Problem description:
Extract the entries in their exact form.
#### Material
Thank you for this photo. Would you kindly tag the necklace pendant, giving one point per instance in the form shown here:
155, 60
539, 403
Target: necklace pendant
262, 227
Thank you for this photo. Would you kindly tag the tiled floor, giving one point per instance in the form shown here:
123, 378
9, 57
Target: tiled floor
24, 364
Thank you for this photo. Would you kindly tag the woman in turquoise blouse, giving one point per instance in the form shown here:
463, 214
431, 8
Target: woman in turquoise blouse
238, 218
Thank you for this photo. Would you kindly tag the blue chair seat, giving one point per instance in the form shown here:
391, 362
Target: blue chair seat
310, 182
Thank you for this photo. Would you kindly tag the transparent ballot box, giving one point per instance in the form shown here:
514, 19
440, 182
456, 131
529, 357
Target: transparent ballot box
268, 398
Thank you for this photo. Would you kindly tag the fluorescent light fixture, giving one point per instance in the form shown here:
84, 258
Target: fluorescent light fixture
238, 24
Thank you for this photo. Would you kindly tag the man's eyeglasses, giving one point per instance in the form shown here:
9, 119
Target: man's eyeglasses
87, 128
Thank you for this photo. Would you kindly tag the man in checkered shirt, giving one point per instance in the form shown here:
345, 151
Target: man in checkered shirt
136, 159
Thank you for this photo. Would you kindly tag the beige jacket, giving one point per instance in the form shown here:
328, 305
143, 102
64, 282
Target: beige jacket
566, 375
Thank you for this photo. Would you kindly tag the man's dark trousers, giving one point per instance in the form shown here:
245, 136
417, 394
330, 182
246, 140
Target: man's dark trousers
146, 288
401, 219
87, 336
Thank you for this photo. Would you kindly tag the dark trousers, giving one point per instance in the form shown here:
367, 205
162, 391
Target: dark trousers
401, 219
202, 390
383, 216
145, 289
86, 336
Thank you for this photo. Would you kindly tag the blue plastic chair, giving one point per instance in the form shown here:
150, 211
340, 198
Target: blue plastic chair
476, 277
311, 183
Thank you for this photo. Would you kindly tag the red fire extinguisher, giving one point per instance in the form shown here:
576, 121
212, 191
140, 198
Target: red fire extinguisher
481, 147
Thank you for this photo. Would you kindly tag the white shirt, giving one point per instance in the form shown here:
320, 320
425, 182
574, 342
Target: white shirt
########
Finished exercise:
Thank you for this photo. Would you kindly tag the necklace pendant, giving one point per instance in the form shown here:
155, 60
539, 403
Target: necklace pendant
262, 227
Thank you for this photo. Would you kindly tag the tiled floor, giving one point per instance in the form shown here:
123, 378
9, 57
Target: tiled floor
24, 364
Thank you for this photo. Would you kindly tag the woman in turquoise blouse, giving one point per instance in the form shown here:
463, 214
431, 8
Target: woman in turquoise blouse
238, 218
Thank you for this photo. Would you kindly tag the blue chair seat, giving one point per instance in the form shown here:
391, 362
Target: blue chair seat
310, 182
Thank you for this photo. Would you kindly tag the transparent ballot box, giving one point per instance in the form shown here:
514, 19
440, 182
456, 131
529, 357
Target: transparent ballot box
268, 398
Thank you for this photo. Would you kindly tag the fluorescent light fixture, giving one point per instance in the form shown here:
84, 258
Target: fluorescent light fixture
238, 24
Thank you for this photo. Would you kindly tag the man's eyeglasses, giving one point per instance in the form shown here:
9, 119
Target: man's eyeglasses
87, 128
Thank you for this photo. Would you kindly tag the man in checkered shirt, giving one point per instance in the form shown here:
345, 151
Target: man in checkered shirt
136, 159
Thank you for this photo. Would you kindly tag the beige jacket, giving one point per instance in the form shown here:
328, 305
143, 102
64, 282
Target: beige jacket
566, 375
Thank you for this photo. Would you kindly tag the man's dark trousers, giving one point per instance in the form shown here:
245, 136
417, 394
330, 182
246, 140
Target: man's dark trousers
146, 288
401, 219
87, 336
Thank you for this photo. Would you kindly tag the dark trousers, giving one point per instance in the form shown here:
367, 205
162, 391
Target: dark trousers
401, 219
202, 390
383, 216
145, 289
86, 336
Thank you for this photo. Would you kindly tag the blue plastic chair, giving one point per instance in the form shown here:
150, 211
340, 198
Target: blue plastic chair
476, 277
311, 183
Thank you for this photo. Would you kindly tag the red fire extinguisher, giving one point per instance in the form shown here:
576, 121
212, 191
140, 198
Target: red fire extinguisher
481, 147
Thank you for this photo. Would you kindly tag the white shirt, giving one point per instance in the form shown here:
320, 320
425, 182
574, 342
Target: white shirt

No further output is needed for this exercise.